Records of labeled points

------------------------------

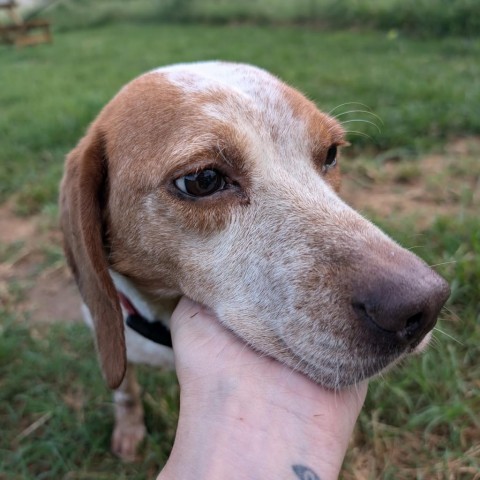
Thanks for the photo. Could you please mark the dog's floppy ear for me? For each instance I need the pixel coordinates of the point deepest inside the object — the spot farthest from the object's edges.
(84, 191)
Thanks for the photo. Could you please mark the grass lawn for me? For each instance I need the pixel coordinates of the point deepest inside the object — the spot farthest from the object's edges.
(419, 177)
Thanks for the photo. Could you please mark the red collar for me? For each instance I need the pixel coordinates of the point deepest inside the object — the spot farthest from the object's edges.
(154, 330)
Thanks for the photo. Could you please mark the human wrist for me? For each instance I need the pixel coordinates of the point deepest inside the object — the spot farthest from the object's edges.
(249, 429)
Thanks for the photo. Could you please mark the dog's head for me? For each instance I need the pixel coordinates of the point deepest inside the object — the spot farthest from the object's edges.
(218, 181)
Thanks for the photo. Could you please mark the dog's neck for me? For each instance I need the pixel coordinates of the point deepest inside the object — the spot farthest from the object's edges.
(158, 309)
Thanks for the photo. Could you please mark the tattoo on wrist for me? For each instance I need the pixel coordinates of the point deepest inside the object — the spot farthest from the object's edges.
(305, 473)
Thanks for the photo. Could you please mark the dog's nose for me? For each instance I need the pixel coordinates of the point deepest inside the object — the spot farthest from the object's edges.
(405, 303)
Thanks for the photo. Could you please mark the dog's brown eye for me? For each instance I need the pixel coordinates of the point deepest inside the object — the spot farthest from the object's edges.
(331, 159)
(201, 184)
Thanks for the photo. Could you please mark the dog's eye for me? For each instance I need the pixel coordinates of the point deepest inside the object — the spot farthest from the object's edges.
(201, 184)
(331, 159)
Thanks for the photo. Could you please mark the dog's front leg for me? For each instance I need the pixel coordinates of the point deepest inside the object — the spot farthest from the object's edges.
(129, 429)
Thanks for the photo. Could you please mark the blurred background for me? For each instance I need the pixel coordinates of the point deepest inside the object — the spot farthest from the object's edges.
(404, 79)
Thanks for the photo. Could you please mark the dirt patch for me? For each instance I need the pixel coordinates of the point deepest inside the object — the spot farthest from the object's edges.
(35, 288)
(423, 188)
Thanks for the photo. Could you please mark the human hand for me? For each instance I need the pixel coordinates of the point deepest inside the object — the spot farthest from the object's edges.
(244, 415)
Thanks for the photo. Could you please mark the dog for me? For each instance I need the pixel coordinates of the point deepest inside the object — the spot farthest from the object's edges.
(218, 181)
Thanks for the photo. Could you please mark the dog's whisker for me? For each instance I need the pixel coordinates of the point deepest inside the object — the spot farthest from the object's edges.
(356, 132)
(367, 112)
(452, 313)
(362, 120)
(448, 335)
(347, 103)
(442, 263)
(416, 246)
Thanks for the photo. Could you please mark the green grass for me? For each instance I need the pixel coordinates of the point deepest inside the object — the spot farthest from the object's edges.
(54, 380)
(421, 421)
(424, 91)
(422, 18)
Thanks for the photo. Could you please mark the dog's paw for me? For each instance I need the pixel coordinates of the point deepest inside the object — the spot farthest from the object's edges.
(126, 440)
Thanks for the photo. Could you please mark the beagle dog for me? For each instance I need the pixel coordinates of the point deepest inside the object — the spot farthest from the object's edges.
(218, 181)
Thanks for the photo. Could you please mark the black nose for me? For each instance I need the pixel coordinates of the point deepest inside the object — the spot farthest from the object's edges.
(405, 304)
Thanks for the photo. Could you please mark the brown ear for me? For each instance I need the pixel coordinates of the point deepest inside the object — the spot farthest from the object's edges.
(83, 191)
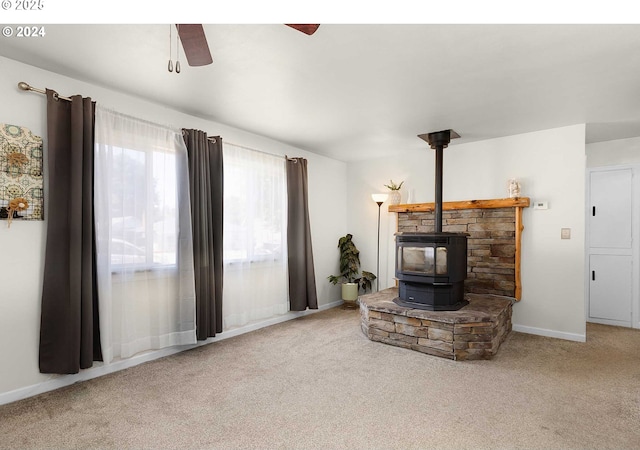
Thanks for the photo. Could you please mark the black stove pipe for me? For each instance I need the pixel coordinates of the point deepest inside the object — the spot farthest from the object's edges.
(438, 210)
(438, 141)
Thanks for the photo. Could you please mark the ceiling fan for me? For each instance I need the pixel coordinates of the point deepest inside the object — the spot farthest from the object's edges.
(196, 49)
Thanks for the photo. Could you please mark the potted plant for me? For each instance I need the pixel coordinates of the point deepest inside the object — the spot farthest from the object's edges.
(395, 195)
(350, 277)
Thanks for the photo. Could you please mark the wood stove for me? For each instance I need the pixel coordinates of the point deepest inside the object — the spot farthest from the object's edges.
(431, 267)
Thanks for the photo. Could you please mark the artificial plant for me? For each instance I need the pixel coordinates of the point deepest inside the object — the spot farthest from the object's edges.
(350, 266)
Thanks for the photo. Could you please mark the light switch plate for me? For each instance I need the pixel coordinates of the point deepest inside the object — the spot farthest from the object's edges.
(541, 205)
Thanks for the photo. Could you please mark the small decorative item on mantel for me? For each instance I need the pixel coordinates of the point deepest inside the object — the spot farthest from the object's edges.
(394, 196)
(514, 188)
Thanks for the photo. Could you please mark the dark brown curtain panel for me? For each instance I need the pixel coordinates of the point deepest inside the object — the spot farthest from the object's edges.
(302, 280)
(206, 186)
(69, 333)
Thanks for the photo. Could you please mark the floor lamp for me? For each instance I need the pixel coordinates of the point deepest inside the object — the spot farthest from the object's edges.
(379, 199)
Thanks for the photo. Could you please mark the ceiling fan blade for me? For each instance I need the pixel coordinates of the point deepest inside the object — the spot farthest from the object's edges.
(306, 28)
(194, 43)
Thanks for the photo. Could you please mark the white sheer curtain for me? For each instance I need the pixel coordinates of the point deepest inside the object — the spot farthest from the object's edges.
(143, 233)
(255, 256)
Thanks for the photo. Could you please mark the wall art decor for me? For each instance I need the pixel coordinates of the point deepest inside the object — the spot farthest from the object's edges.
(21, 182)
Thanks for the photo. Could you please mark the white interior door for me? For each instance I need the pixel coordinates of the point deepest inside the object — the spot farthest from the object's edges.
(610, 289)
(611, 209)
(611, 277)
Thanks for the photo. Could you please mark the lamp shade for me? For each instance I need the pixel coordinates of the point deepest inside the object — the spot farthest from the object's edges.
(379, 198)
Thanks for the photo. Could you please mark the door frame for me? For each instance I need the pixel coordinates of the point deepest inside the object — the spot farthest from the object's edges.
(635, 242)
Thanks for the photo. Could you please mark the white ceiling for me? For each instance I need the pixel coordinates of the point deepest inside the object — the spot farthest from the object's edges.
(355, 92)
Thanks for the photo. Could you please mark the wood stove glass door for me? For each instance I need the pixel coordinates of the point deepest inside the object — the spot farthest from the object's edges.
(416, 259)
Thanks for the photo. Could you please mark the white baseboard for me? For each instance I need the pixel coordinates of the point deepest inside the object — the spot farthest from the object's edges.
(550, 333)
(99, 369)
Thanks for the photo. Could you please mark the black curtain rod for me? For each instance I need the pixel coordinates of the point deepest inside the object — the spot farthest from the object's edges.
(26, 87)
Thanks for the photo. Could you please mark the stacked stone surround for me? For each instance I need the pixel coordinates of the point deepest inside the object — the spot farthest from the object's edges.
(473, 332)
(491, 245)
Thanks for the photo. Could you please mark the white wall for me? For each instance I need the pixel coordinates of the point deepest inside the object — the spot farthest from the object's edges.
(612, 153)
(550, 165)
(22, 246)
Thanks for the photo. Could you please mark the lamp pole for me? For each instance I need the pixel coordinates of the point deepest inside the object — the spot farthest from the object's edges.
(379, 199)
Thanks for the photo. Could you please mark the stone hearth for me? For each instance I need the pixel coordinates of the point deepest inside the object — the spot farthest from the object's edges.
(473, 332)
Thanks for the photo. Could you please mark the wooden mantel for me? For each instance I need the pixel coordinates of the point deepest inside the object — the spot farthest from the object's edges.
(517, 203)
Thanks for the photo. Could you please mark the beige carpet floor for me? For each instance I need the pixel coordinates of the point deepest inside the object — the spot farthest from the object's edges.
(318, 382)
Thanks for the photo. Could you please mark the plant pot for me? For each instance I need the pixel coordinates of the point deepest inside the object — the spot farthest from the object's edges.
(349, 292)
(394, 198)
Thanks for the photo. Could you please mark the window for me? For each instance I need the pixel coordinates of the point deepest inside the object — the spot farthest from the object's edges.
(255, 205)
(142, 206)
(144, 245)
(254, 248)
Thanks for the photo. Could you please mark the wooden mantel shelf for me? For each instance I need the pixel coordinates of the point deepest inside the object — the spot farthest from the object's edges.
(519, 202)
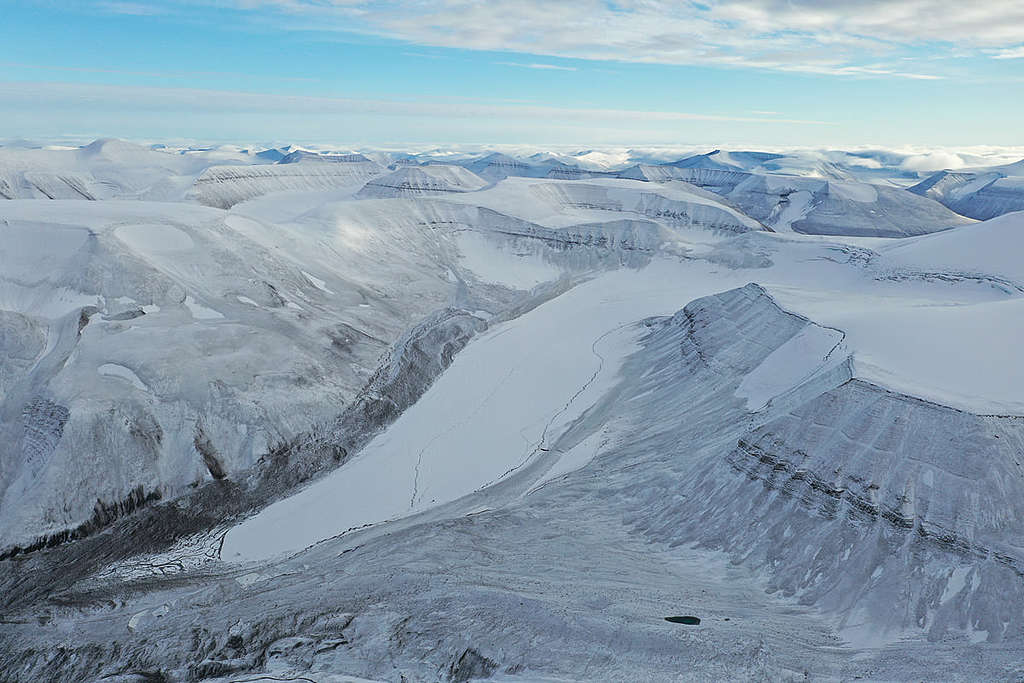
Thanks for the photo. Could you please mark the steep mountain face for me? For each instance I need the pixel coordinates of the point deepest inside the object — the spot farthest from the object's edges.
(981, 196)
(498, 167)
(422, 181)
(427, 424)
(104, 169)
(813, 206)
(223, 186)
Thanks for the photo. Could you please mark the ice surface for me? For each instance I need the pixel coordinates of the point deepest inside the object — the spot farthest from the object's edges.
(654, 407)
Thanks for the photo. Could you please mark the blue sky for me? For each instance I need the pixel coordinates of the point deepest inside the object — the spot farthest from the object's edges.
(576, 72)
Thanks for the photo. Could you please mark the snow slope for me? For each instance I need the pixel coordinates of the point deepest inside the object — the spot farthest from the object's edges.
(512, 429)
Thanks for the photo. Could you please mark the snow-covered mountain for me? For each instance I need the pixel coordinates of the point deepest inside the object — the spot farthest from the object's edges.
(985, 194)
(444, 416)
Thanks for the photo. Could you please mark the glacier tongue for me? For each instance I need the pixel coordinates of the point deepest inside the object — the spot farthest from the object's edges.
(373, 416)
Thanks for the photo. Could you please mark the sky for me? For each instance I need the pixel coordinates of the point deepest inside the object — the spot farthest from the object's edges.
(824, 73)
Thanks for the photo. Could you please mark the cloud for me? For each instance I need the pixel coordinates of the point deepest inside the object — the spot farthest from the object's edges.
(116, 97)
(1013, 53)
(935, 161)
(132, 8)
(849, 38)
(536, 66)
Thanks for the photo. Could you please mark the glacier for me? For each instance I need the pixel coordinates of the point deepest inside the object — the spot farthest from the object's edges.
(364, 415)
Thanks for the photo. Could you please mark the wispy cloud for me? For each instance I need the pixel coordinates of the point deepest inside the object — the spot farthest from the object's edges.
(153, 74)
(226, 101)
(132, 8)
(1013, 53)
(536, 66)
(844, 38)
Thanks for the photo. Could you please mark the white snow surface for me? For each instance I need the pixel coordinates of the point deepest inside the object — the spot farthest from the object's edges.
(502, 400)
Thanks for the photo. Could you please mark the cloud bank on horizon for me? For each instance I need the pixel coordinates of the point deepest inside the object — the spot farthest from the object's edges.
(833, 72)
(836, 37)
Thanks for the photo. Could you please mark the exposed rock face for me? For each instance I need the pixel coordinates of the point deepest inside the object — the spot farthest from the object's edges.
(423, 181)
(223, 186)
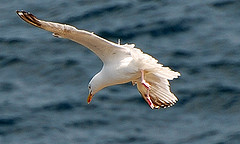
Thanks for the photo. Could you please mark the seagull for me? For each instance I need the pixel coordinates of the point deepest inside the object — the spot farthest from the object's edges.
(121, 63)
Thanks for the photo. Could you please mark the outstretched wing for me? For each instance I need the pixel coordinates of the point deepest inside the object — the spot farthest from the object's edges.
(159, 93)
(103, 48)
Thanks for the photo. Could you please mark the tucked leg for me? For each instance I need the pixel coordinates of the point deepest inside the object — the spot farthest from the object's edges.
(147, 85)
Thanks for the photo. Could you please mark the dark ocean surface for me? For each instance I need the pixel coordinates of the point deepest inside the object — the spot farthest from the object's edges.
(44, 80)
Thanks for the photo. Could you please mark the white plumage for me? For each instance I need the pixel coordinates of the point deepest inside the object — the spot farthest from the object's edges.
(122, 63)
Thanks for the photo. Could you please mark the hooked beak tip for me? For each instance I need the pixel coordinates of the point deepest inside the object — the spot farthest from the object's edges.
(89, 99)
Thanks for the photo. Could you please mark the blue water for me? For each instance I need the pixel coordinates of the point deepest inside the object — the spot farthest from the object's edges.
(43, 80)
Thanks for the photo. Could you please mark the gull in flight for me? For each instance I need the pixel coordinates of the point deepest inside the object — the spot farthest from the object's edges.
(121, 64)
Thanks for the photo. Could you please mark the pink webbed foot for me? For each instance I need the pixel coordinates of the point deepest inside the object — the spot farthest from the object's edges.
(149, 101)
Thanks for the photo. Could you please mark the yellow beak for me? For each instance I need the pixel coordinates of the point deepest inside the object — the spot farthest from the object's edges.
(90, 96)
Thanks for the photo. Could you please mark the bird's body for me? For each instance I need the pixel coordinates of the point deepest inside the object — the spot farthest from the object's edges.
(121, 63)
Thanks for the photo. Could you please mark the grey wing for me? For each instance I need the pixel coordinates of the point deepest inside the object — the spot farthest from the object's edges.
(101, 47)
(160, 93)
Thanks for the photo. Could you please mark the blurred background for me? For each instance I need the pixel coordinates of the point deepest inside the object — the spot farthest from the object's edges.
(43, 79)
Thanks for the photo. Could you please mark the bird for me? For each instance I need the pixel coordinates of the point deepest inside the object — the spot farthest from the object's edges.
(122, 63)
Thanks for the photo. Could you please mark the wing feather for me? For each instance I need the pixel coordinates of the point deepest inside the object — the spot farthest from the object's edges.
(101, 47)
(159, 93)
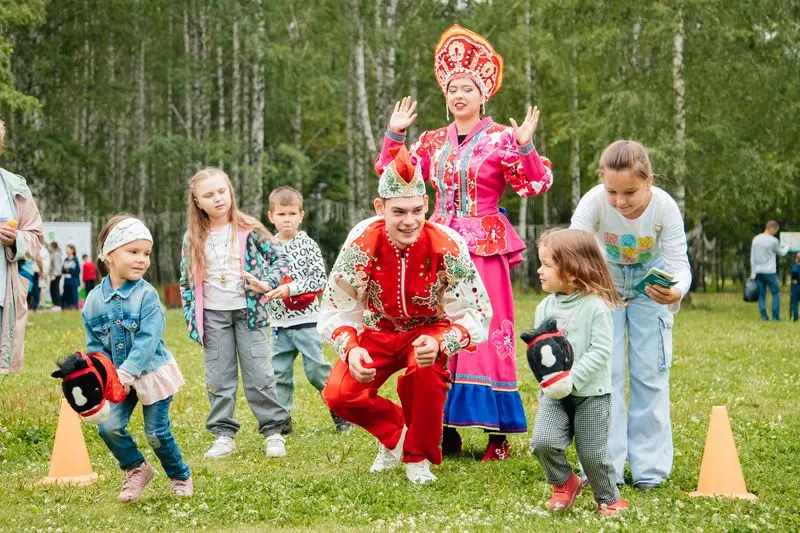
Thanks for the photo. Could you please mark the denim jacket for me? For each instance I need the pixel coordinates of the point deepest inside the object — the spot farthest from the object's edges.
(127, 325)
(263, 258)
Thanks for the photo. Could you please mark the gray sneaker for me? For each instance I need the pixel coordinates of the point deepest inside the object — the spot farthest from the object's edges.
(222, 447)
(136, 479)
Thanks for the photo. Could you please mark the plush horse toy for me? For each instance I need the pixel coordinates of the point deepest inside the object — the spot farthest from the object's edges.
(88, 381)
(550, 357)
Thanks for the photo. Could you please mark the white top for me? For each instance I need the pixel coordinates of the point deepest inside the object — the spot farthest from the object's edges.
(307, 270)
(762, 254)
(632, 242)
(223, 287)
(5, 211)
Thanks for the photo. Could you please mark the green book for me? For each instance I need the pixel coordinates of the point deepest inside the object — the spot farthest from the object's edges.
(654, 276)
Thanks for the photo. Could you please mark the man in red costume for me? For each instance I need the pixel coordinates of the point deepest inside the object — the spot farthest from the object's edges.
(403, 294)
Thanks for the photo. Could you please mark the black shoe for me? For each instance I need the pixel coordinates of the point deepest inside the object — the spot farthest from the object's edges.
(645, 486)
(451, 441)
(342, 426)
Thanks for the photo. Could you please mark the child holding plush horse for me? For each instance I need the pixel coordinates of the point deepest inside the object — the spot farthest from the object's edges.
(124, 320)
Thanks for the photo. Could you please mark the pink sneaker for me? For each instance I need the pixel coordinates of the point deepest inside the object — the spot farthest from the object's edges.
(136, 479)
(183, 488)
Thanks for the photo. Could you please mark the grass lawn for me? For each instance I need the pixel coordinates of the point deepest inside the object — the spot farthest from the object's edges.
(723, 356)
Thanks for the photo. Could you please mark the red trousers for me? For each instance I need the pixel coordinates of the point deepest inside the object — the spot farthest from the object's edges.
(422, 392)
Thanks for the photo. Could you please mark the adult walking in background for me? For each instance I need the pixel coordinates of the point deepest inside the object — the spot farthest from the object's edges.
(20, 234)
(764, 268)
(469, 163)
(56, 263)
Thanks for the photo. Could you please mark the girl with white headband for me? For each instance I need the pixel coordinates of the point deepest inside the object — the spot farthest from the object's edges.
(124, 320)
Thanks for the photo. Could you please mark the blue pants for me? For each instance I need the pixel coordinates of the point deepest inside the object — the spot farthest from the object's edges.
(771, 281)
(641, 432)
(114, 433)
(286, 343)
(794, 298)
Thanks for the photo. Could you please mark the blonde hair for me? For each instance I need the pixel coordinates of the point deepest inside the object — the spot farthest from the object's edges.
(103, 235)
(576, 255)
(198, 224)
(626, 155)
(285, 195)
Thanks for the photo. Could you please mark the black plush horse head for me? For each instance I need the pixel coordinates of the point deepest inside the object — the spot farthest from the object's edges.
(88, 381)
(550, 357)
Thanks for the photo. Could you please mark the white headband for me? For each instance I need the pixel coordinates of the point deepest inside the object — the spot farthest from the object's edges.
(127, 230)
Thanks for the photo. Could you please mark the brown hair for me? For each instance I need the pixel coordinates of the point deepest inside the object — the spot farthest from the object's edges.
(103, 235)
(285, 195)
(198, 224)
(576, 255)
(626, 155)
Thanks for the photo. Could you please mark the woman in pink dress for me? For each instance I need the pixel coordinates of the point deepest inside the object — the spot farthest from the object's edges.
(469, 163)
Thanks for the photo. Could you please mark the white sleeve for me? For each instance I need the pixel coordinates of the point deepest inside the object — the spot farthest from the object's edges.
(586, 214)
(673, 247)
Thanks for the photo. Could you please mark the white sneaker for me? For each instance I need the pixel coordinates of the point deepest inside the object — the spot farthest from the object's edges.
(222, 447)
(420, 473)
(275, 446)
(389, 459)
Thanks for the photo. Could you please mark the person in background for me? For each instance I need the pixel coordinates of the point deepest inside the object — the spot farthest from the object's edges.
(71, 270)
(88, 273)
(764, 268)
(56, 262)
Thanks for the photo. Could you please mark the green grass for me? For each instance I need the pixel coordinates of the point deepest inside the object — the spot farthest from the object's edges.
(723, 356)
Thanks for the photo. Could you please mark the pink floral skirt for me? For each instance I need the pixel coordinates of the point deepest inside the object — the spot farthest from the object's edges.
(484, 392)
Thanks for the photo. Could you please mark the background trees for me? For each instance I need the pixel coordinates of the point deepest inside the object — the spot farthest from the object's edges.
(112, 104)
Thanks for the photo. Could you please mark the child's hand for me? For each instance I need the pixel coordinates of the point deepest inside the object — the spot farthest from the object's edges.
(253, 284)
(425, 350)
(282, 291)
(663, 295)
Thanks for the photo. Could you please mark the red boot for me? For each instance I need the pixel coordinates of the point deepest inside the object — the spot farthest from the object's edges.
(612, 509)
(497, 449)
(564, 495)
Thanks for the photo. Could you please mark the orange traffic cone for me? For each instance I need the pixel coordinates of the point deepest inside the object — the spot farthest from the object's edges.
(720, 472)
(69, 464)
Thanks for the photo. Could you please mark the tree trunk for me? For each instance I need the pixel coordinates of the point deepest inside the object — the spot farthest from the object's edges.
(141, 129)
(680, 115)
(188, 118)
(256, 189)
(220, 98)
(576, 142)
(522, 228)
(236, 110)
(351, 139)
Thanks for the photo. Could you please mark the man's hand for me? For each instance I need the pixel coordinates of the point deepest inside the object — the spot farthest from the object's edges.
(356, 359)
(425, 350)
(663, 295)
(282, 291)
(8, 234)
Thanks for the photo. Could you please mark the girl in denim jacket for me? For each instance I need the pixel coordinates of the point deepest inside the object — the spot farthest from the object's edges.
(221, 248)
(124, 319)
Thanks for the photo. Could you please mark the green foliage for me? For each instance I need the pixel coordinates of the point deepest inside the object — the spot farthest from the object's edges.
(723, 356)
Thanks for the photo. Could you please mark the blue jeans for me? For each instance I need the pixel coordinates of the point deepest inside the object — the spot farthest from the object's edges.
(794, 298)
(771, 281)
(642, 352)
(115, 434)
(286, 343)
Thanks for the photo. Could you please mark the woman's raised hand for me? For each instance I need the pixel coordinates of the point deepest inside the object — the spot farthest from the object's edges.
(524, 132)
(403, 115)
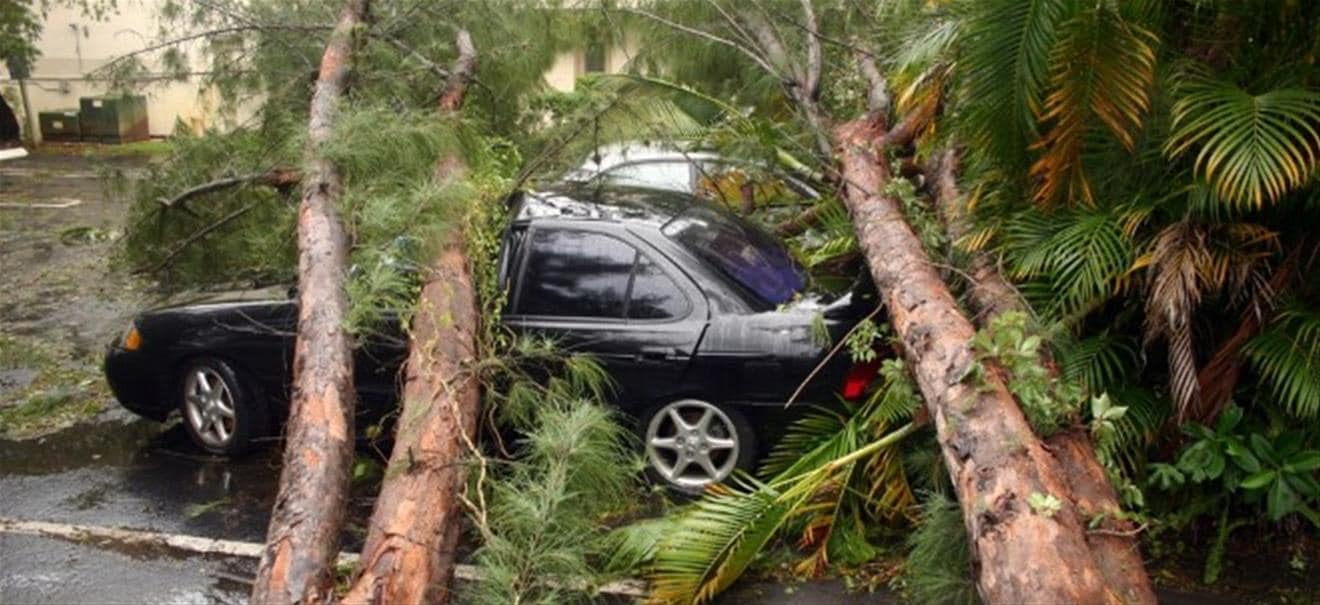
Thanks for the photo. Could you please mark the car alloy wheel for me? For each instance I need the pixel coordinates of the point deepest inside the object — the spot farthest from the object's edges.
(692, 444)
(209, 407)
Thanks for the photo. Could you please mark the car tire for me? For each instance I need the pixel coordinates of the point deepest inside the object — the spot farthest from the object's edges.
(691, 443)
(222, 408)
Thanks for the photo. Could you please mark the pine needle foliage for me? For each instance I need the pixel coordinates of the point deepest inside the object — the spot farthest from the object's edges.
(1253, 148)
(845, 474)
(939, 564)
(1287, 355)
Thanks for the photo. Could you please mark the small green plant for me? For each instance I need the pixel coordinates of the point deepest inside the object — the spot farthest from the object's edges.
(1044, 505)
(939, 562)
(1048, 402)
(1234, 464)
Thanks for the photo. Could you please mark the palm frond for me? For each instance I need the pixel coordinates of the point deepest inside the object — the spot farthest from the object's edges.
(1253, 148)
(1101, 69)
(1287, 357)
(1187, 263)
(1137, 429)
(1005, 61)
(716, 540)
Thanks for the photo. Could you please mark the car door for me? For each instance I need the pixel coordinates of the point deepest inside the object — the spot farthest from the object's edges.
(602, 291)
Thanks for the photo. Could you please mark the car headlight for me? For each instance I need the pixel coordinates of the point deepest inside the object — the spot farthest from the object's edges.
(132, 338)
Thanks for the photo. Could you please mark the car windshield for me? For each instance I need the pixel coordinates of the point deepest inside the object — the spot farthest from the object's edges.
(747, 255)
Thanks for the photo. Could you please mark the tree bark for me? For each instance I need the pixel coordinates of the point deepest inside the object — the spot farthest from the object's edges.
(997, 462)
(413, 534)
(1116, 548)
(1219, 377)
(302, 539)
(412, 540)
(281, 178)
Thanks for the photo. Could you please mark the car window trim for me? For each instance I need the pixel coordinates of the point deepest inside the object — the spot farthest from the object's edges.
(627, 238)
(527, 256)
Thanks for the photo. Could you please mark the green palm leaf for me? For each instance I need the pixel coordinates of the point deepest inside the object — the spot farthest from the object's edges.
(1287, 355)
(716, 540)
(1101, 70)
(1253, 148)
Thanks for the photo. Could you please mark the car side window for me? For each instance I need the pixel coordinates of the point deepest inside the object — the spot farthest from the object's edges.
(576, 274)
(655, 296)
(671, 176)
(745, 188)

------------------------------

Output the line that contains "Thanks for the photo. Could you please mark the car window", followed by every later line in the listing, with no line omitted and none added.

Thanks for the photo. Could you please mark the car window trim for me? For each instance I need the pixel coordinates of the point deepest inside the object — the spot farthest from the object's edges.
(627, 238)
(527, 256)
Thanks for the photo. Could you please mark the green palm leaf for me? For each instance I need the pixel coordinates of the point deepest inside the object — the spot farthest from the object's edges.
(1287, 355)
(716, 540)
(1101, 70)
(1253, 148)
Thanks for the photo. Could you please mark the car side window for me? For each instance I need the pixel coordinates of the point deepest inside the object — the spot farthest from the object's edges.
(576, 274)
(655, 296)
(671, 176)
(745, 188)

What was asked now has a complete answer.